TASK BRIEF
Below are some records. Pull every line that contains the word "helmet".

PROVIDED RECORDS
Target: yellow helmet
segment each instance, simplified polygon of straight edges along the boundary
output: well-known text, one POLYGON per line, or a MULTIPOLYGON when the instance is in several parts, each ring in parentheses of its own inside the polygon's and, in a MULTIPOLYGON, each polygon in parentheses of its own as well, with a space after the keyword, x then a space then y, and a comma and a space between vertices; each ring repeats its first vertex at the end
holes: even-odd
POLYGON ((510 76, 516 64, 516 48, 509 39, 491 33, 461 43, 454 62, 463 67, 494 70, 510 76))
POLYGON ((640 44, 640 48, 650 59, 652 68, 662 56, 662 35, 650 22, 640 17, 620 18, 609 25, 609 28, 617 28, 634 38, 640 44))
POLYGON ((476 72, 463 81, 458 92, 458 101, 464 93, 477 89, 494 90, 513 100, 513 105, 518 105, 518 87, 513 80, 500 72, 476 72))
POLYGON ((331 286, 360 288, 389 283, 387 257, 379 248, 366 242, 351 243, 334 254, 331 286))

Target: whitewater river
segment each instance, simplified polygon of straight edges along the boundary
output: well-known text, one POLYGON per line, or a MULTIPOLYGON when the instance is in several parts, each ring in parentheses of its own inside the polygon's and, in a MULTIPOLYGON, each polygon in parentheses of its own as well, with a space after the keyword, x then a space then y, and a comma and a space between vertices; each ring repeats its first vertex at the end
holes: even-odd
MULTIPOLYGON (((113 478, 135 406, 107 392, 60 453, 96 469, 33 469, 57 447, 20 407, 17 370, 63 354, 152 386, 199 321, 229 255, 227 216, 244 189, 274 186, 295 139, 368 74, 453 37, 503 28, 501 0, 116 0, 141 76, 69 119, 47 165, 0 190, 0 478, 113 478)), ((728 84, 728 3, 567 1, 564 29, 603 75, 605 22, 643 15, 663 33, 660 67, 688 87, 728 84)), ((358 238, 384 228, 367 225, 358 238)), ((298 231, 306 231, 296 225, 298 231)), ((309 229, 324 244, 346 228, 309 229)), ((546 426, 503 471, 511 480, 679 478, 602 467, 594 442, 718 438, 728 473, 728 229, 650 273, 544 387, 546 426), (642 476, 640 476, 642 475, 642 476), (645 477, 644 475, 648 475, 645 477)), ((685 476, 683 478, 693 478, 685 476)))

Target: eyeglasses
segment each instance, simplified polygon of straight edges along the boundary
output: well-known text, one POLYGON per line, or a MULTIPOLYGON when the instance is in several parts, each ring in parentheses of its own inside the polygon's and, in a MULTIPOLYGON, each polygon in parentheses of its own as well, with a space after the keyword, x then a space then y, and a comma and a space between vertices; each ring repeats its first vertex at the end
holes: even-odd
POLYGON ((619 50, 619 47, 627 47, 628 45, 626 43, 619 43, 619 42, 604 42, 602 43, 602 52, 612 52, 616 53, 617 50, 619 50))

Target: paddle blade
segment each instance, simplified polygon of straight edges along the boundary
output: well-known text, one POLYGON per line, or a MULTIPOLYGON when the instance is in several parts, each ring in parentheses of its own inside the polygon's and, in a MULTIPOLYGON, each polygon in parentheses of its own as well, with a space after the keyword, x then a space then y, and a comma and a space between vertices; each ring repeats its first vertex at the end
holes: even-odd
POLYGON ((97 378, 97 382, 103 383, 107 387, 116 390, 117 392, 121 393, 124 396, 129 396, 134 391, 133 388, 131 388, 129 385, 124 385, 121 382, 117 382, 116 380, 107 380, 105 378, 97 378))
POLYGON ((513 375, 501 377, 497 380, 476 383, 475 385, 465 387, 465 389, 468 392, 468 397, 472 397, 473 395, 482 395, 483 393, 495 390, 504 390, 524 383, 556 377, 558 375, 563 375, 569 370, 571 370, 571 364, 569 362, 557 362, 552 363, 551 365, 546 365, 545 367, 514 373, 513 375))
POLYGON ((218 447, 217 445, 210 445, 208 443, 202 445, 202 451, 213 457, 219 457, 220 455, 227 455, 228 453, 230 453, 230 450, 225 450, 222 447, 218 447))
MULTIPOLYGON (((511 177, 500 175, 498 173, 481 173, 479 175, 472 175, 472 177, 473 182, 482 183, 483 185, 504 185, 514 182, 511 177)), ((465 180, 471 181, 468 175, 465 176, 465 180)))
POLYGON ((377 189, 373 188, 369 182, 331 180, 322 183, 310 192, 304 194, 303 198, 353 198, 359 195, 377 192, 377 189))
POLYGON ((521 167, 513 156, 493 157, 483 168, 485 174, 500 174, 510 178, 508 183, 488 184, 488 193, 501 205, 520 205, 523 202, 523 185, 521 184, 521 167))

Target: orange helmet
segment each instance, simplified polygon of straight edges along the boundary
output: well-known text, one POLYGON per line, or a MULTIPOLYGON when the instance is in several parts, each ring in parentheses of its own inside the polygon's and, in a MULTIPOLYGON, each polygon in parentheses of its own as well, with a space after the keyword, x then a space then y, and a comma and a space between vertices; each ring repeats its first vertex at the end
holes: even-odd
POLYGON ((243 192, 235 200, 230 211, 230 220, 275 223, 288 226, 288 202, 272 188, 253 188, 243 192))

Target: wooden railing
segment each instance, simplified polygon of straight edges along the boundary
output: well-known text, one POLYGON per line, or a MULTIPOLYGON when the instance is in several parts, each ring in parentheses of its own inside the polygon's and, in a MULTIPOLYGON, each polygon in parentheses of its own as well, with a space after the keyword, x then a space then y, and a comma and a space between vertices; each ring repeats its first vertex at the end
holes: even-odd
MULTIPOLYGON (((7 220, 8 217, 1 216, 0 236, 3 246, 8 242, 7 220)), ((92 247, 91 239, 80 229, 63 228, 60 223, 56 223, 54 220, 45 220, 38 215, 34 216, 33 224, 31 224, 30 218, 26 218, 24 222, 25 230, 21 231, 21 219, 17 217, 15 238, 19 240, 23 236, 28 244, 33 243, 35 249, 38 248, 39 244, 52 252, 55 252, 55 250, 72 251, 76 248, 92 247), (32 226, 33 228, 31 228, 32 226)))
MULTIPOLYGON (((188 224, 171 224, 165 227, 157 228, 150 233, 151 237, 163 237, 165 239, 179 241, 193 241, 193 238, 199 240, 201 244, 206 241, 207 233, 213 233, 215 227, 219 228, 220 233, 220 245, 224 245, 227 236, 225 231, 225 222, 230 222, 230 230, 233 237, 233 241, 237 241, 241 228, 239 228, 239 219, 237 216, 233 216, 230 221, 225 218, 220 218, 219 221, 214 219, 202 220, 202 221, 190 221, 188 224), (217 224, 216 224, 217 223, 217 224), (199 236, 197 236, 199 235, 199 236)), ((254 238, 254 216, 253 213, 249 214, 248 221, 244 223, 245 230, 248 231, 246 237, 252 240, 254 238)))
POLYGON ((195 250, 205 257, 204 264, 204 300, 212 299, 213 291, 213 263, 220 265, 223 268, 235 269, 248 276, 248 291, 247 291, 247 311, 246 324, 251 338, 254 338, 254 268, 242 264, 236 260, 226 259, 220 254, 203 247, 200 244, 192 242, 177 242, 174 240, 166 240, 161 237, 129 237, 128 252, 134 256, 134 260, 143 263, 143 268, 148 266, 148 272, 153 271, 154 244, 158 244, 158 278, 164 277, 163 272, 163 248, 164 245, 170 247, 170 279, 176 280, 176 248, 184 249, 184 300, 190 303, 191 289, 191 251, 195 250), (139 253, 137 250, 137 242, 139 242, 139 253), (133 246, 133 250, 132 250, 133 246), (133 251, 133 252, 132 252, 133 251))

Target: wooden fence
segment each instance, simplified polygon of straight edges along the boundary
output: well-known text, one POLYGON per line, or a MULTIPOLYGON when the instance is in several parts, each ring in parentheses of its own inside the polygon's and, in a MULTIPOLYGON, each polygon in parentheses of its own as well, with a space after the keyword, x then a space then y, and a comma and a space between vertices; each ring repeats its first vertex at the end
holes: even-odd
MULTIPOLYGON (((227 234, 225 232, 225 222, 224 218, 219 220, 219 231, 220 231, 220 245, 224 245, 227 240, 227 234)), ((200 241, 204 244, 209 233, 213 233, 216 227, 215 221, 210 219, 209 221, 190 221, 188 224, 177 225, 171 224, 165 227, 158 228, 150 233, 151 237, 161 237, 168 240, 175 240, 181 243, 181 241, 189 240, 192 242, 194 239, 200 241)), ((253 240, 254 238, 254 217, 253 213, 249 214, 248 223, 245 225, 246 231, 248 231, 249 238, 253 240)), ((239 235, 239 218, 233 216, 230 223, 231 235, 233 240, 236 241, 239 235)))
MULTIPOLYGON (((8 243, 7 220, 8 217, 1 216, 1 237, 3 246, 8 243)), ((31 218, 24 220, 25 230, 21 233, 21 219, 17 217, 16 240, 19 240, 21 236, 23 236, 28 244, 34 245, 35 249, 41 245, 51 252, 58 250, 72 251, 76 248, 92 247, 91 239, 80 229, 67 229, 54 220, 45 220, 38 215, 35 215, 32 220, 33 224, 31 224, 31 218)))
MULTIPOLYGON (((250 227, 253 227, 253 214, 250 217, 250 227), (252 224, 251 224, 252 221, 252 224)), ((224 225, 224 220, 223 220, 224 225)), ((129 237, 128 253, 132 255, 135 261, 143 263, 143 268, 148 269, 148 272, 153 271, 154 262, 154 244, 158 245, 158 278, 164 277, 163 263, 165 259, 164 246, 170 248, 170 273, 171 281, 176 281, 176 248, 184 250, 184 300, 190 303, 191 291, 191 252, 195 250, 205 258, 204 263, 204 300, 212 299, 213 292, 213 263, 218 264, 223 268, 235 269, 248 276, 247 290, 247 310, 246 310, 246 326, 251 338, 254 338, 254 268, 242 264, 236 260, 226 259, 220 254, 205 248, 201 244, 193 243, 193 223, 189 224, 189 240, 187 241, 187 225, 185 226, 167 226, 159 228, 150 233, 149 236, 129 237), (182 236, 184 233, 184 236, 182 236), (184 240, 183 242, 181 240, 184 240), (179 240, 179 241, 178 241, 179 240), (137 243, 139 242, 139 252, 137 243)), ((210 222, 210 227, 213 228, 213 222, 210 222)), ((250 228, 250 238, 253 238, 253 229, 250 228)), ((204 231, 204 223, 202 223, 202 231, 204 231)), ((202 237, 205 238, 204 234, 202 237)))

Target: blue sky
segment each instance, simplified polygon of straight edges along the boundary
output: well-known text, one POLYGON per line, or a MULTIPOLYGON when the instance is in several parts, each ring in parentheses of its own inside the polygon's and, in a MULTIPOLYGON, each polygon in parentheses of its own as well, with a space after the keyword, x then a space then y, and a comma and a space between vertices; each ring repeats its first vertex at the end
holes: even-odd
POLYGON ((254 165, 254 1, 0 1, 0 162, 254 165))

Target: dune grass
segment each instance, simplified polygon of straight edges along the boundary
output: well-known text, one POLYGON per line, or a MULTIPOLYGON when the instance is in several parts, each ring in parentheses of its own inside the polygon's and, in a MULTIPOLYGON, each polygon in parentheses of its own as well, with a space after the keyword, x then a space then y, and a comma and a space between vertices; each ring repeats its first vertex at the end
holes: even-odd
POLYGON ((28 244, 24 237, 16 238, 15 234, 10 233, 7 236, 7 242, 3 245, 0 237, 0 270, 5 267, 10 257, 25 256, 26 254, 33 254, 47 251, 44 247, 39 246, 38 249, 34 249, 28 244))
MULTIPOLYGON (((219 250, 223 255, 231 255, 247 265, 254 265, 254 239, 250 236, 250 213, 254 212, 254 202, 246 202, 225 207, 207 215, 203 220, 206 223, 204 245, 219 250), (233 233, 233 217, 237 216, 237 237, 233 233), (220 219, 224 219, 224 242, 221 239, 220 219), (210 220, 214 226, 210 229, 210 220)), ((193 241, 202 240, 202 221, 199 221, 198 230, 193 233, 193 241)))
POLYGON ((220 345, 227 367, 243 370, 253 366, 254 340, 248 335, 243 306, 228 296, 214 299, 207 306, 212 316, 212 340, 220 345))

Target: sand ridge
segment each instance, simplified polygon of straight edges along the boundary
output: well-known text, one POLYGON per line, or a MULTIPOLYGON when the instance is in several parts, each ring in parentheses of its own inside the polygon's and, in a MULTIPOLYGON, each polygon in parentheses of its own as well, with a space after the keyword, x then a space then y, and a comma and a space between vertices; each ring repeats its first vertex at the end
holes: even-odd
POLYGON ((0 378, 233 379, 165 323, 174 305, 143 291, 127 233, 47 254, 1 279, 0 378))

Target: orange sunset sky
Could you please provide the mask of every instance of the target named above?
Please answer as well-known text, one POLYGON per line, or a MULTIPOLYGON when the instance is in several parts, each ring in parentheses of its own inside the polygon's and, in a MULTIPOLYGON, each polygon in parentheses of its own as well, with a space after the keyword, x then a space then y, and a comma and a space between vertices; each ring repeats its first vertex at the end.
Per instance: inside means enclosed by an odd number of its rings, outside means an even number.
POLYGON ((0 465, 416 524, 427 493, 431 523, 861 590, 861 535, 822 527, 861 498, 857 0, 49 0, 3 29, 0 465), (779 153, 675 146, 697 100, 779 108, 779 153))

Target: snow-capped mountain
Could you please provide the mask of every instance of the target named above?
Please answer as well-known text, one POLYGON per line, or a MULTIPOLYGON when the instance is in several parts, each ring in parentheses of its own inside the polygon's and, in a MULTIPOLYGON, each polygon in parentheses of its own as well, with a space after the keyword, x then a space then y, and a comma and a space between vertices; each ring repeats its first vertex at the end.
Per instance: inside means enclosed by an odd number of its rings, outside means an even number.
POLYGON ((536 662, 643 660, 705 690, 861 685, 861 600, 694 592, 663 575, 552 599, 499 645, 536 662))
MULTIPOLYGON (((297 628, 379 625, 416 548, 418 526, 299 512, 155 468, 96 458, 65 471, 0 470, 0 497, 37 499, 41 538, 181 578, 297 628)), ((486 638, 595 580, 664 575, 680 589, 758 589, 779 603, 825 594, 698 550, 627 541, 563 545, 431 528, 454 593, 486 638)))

FINISHED EXERCISE
Target: yellow helmet
Target: orange helmet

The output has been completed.